■ **Exercice**
Dans le texte sur l’aristocratie britannique, relevez chaque personnage qui fait fortune avant de rejoindre ce « moule hiérarchique », avec le lieu que le texte lui associe.

■ **Texte à lire**
L’industrie et le barreau, ces deux sources de la bourgeoisie française, fournissent incessamment des recrues à l’aristocratie britannique, bien loin d’élever contre elle une opposition formidable. Le barryster à Westminster-Hall, cette pépinière de chanceliers, l’armateur à Liverpool, le fabricant à Manchester ou à Sheffield, ont à peine fait fortune, que leurs idées vont se fondre dans ce moule hiérarchique où le génie de la Grande-Bretagne semble avoir reçu son indélébile empreinte. Tout réformiste ou dissident qu’il puisse être, celui-ci achète une terre avec patronage ecclésiastique, pour la transmettre à son aîné ; celui-là aspire à obtenir, en se montrant influent aux élections de son comté, ce titre de baronnet, créé par Jacques Ier sans autre vue que les besoins de son échiquier, et qui est devenu une sorte de lien entre la gentry provinciale et la noblesse titrée, comme dans l’ordre parlementaire le knight des comtés est un intermédiaire entre le lord de la chambre haute et le burgess des villes. Aucun d’eux, bien qu’enrichi de la veille, n’hésite, pour l’étrange honneur de se dessiner un écusson, à payer au herald-office le prix de la plus singulière en même temps que de la plus incorrigible entre toutes les vanités.

(Enregistrements conservés)
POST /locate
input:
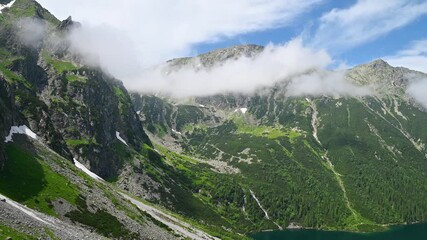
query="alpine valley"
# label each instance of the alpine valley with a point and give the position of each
(83, 158)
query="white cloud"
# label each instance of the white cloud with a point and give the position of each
(414, 57)
(300, 69)
(418, 90)
(365, 21)
(162, 29)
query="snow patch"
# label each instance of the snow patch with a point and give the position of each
(242, 110)
(6, 5)
(121, 139)
(19, 130)
(87, 171)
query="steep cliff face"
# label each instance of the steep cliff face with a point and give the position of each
(324, 162)
(79, 112)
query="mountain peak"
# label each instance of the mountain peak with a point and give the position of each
(379, 63)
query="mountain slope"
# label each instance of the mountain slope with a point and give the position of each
(80, 117)
(353, 163)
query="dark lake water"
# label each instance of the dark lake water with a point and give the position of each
(410, 232)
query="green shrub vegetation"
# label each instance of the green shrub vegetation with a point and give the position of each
(27, 179)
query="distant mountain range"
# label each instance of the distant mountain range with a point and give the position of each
(89, 159)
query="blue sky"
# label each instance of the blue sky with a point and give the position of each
(351, 31)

■ **Corrigé ci-dessous**
- le barryster, à Westminster-Hall
- l’armateur, à Liverpool
- le fabricant, à Manchester ou à Sheffield